--- start Source material ---

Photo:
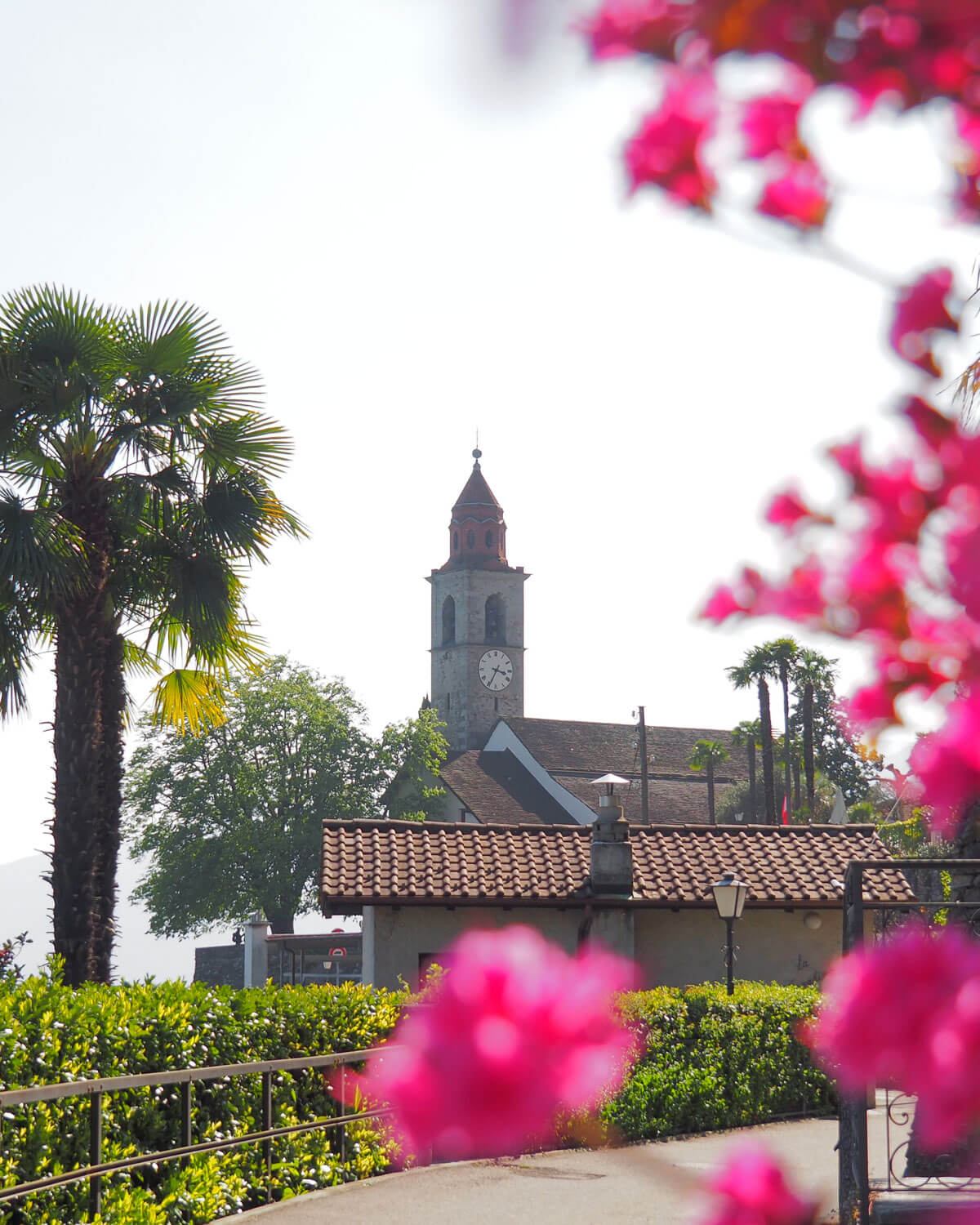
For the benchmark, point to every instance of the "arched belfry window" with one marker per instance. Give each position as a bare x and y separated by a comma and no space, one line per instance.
494,620
448,621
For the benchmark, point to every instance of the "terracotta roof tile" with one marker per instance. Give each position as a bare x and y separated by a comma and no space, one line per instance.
403,862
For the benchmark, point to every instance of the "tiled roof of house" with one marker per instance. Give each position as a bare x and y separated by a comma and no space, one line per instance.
595,749
404,862
497,786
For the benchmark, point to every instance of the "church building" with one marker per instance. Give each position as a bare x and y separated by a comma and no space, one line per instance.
519,840
507,768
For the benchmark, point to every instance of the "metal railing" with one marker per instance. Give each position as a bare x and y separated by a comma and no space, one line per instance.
854,1181
185,1078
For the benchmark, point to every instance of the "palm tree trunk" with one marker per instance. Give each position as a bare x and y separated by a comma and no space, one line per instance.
78,759
808,746
768,772
82,652
784,683
752,799
110,810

--- end Source material ---

▶ Instructions for the task
Write out the records above exactly as they appear, leaving out any pictures.

▶ Answer to the exercise
Photo:
For the benchmark, point to every instance of the "arched belfry window" with one marker per instance. Give each position as a bare x and y separated by a comma and no space, one line per instance.
494,620
448,621
For the benchmark, point to every instance of the "terracotta roof tile" with one marker per instance. Give each position as a bare x and y separated by a comma and no space, one line per instance.
403,862
For the benchmark, point to every instance of the "tiled roof of house" with one marker per instance. Give each position as a bare x and y separated by a comma and no space, one line per instance.
595,749
404,862
497,786
For the benchmark, point to every instance of the "church building" with one marker per instance. Give each position as a bare x and y separated by a comma and no space, one line per instance.
519,840
507,768
For the benchmark, point to every instance of the "metal railing" with one marker per instance. Give each position as a bare x and y separated by a comma and no space, one line per instance.
854,1181
185,1078
For the benchmark, point to every instance of the "palm tree trunk" with one marker per instance. Give each position as a bare x and y separated by a comma and no space, one line per instance.
78,759
808,746
768,772
82,652
784,683
752,799
110,810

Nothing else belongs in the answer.